Task input.
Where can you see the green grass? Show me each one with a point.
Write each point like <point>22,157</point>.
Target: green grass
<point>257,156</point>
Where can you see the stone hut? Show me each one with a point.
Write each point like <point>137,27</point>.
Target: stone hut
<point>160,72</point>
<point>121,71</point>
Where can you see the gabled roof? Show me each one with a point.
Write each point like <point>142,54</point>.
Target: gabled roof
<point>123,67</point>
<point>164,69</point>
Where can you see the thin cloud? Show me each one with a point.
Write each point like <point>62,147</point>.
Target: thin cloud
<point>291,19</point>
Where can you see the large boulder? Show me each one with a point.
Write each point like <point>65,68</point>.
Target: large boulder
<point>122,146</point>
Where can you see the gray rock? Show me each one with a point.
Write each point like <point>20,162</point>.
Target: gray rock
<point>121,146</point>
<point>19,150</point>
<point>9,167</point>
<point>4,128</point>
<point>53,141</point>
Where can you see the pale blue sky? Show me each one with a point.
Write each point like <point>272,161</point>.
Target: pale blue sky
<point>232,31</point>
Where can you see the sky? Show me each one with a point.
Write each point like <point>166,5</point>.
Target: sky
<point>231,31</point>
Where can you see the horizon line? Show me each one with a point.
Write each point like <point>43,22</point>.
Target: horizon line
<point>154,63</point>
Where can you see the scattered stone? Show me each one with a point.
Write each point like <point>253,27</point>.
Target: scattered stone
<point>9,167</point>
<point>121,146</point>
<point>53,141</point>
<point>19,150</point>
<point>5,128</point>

What to produce. Transcribe all of the records above line by line, reproducing every character and mark without any change.

Output for this task.
Where can you see the green grass? Show me each one with a point.
Write each point like <point>22,157</point>.
Target: green grass
<point>257,156</point>
Where can you see the stone hut? Show me each one with a point.
Write each point like <point>137,27</point>.
Target: stone hut
<point>160,72</point>
<point>121,71</point>
Where can you see the gabled roof? Show me each one with a point.
Write each point like <point>142,54</point>.
Target: gabled roof
<point>123,67</point>
<point>164,69</point>
Where can you see the thin cloud? Show me each one with a point.
Write each point like <point>62,147</point>.
Target: thin cloud
<point>291,19</point>
Where can you see the large boulder? Show me each one with a point.
Write each point like <point>65,68</point>.
Target: large boulder
<point>122,146</point>
Where can you see the gray rock? Show me each one with a point.
Write each point like <point>20,162</point>.
Target: gray rock
<point>121,146</point>
<point>19,150</point>
<point>9,167</point>
<point>4,128</point>
<point>53,141</point>
Where can you see the pale blue sky? Show me each one with a point.
Write each point like <point>272,161</point>.
Target: pale blue sky
<point>232,31</point>
Where can you see the sky? Show me each one with a point.
Write each point like <point>166,5</point>.
Target: sky
<point>231,31</point>
Where can you see the horizon line? Show me each one with a point.
Write each point like <point>43,22</point>.
Target: horizon line
<point>154,63</point>
Where can you see the scattered stone? Show me each one with a point.
Write each point like <point>253,27</point>.
Target: scattered stone
<point>9,167</point>
<point>121,146</point>
<point>53,141</point>
<point>19,150</point>
<point>5,128</point>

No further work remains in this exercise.